TEXTE À LIRE>
****************
Les conséquences humaines et économiques liées au décrochage scolaire interpellent tant les acteurs scolaires et politiques que les chercheurs. Aussi, le Laboratoire sur l’accrochage scolaire et les alliances éducatives (Lasalé) et la HEP Vaud convient les intervenants de l’école et de la formation professionnelle ainsi que les chercheurs à présenter leurs réflexions lors du 3e colloque international du LASALÉ qui se tiendra à la HEP du 6 au 8 juillet 2015.
Malgré l’abondance de travaux, l’identification du phénomène du décrochage scolaire demeure une question vive et une définition univoque du concept de décrochage scolaire semble impossible, tant la complexité du phénomène est grande et sa variété importante. Si l’approche situationniste du décrochage visant à la comptabilisation du nombre de jeunes sortis prématurément et sans qualification du système éducatif renvoie à des indicateurs variables selon les régions, les chercheurs s’accordent par contre sur le caractère processuel et multidimensionnel de ce phénomène (Bernard, 2001).
La nécessité d’une approche écologique et systémique
En effet, tant les facteurs personnels et familiaux que sociaux et scolaires jouent un rôle important dans le processus de décrochage. Ce sont toutefois les facteurs scolaires qui figurent parmi les meilleurs prédicteurs et qui demeurent un levier d’action important pour les professionnels de l’école (Blaya, 2010; Fortin, Marcotte, Diallo, Potvin, & Royer, 2012; Janosz, 2000). De fait, les chercheurs relèvent la nécessité d’une approche écologique et systémique du décrochage scolaire traduite par la mise en œuvre d’une approche différentielle qui réponde le plus adéquatement possible à la diversité des besoins des élèves décrochés ou à risque de décrochage (Fortin & Lessard, 2013; Janosz, 2000; Potvin, 2012).
****************
DONNÉES FOURNIES>
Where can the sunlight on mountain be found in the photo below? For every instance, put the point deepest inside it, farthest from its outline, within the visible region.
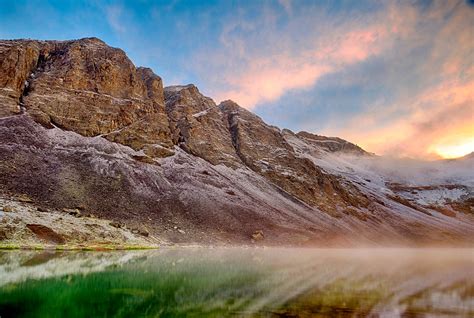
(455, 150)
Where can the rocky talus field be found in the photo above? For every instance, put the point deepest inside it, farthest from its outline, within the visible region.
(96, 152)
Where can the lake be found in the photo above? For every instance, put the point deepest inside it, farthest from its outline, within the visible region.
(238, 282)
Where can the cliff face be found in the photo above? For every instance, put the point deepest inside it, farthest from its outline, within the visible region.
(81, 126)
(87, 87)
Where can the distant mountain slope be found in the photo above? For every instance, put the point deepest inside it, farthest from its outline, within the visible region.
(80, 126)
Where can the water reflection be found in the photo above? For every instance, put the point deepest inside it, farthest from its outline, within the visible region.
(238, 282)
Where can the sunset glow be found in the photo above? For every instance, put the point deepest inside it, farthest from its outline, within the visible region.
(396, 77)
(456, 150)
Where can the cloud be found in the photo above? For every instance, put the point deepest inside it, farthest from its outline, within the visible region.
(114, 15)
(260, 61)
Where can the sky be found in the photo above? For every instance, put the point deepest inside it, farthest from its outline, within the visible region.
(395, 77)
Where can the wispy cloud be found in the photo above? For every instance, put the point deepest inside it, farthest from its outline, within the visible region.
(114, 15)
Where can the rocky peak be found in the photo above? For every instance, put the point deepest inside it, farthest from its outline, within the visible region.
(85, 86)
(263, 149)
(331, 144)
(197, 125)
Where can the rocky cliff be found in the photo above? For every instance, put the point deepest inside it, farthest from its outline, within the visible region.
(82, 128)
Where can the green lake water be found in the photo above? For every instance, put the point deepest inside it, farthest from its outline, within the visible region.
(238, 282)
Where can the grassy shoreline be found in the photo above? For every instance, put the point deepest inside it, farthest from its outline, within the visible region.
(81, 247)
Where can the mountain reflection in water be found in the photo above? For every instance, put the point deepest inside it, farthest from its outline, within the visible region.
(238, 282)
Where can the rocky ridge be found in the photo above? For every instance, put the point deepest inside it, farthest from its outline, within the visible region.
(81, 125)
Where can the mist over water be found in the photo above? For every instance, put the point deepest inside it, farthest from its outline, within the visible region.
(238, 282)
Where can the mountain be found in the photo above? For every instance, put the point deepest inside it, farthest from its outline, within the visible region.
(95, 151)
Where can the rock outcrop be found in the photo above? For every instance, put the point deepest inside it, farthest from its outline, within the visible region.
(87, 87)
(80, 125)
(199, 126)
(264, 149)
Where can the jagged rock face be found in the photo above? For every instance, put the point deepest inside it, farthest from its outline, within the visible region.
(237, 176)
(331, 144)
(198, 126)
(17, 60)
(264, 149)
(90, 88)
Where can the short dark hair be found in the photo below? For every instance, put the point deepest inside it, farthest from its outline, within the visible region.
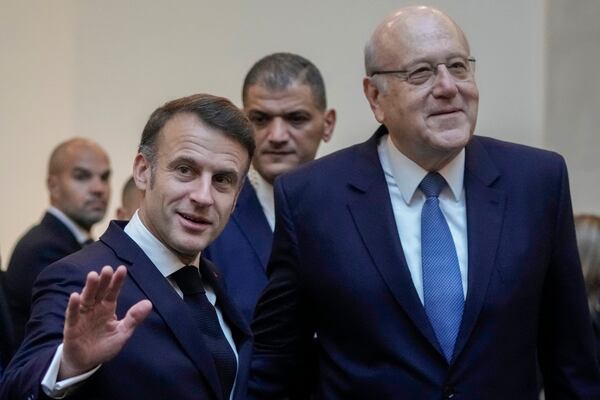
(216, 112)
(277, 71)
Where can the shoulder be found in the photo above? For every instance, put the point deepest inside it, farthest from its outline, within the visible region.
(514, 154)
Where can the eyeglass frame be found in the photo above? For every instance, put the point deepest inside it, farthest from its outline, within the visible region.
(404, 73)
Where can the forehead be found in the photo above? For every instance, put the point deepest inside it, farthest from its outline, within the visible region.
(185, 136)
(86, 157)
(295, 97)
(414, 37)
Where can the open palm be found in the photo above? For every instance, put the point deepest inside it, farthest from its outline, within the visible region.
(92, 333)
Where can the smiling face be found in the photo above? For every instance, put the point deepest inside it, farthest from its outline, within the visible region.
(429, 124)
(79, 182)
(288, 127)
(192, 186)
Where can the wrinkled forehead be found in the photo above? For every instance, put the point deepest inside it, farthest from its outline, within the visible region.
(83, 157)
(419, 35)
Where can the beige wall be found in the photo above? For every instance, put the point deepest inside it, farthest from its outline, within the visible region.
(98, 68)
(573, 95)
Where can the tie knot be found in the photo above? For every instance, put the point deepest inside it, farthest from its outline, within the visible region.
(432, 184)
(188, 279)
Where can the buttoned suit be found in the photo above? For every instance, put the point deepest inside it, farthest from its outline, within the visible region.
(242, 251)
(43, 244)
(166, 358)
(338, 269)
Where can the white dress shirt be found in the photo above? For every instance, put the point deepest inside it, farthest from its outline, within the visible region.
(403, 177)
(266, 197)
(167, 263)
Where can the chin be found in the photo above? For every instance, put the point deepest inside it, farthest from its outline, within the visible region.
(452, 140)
****************
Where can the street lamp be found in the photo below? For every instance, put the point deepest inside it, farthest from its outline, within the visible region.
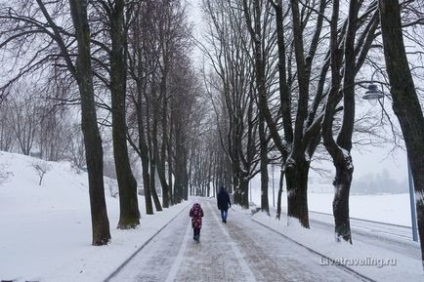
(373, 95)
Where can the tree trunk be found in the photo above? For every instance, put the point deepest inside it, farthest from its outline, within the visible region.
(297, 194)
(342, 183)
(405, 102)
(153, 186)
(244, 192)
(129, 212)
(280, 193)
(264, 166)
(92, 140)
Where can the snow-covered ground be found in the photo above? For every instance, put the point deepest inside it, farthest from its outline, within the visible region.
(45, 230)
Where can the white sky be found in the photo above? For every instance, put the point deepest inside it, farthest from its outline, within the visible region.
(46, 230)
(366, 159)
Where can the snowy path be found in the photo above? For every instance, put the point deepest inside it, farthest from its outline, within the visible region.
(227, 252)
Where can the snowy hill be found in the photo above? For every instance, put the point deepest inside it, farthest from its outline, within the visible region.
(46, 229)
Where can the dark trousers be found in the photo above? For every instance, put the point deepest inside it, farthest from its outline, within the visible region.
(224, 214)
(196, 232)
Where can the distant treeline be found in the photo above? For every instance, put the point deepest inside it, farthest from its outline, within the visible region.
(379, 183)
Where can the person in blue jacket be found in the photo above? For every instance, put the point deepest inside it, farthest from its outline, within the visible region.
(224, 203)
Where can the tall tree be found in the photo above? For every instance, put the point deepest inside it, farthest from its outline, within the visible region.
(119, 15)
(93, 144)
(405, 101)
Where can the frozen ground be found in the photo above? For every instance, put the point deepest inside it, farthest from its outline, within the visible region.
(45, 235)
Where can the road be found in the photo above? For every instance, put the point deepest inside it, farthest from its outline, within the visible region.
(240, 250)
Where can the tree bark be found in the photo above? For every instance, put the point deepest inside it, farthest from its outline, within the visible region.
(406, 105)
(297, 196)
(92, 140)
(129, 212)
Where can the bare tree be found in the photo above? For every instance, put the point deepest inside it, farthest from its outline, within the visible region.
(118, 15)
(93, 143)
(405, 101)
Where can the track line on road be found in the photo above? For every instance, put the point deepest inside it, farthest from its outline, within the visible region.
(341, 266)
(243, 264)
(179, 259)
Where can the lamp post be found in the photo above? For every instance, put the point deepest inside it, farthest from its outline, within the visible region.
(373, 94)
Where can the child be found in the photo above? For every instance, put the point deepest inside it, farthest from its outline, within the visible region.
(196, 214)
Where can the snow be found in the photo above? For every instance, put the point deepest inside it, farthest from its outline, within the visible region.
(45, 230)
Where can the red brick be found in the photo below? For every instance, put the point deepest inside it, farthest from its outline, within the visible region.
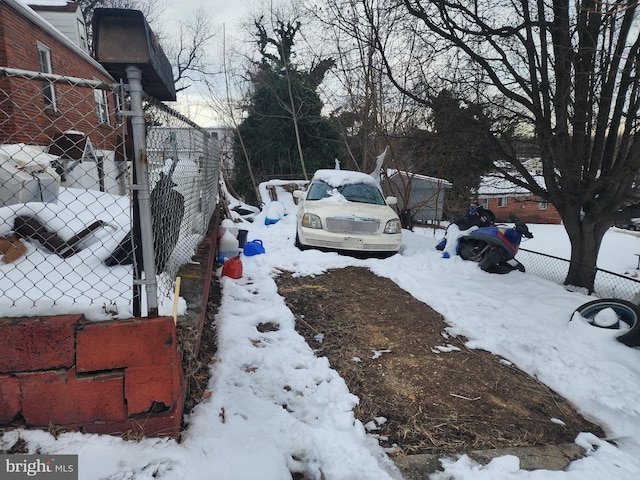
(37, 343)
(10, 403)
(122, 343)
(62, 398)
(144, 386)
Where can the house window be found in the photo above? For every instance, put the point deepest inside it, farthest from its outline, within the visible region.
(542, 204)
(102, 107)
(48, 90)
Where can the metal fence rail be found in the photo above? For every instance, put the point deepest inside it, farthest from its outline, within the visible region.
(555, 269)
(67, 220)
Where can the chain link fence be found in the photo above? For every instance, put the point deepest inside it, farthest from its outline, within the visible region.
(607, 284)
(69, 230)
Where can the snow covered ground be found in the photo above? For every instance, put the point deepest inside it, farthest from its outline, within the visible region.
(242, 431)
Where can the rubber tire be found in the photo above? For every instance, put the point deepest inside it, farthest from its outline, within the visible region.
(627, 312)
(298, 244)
****************
TRAVAIL À RÉALISER>
1 > Relevez chacune des références bibliographiques (auteurs et année) citées dans le texte sur le décrochage scolaire, en ne mentionnant qu'une fois celles qui reviennent.
2 > Rédigez la suite du texte sur le décrochage scolaire en reprenant après sa dernière phrase.

RÉPONSES DANS L'ORDRE>
1 >
- Bernard, 2001
- Blaya, 2010
- Fortin, Marcotte, Diallo, Potvin, & Royer, 2012
- Janosz, 2000
- Fortin & Lessard, 2013
- Potvin, 2012

2 >
Des réponses structurelles et pédagogiques sous forme de dispositifs d’accrochage alternatifs
En réponse à la relative inadéquation des structures scolaires démontrée par de nombreux travaux d’envergure internationale (Blaya, 2010), des dispositifs d’accrochage alternatifs à l’école régulière sont proposés par les instances politiques, les administrations en charge de la formation scolaire ou professionnelle et les équipes éducatives dans le but de favoriser la réussite des élèves en situation ou à risque de décrochage. L’évaluation de ces dispositifs donnant lieu à des résultats divers alliant l’efficacité à l’inefficacité, il s’avère essentiel de connaître plus précisément les forces et les faiblesses des dispositifs et leur impact sur la réussite éducative des élèves.
Prescriptions nationales, offres au niveau régional ou de l’établissement ou encore environnements d’apprentissage-enseignement ou éducatifs au sein de la classe, le terme polysémique de dispositif recouvre différents niveaux écosystémiques. Ces dispositifs d’accrochage peuvent ainsi prendre des formes diverses selon les orientations/contexte politiques, les acteurs ciblés et l’espace dans lequel ils s’inscrivent, passant par exemple, du soutien individuel à celui adressé à un groupe d’élèves, d’une prestation offerte en classe ou hors classe à celle proposée à l’extérieur de l’établissement dans des structures connexes au système scolaire ou de formation (Bruno, Méard & Walter, 2013; Tièche Christinat & Gilles, 2013).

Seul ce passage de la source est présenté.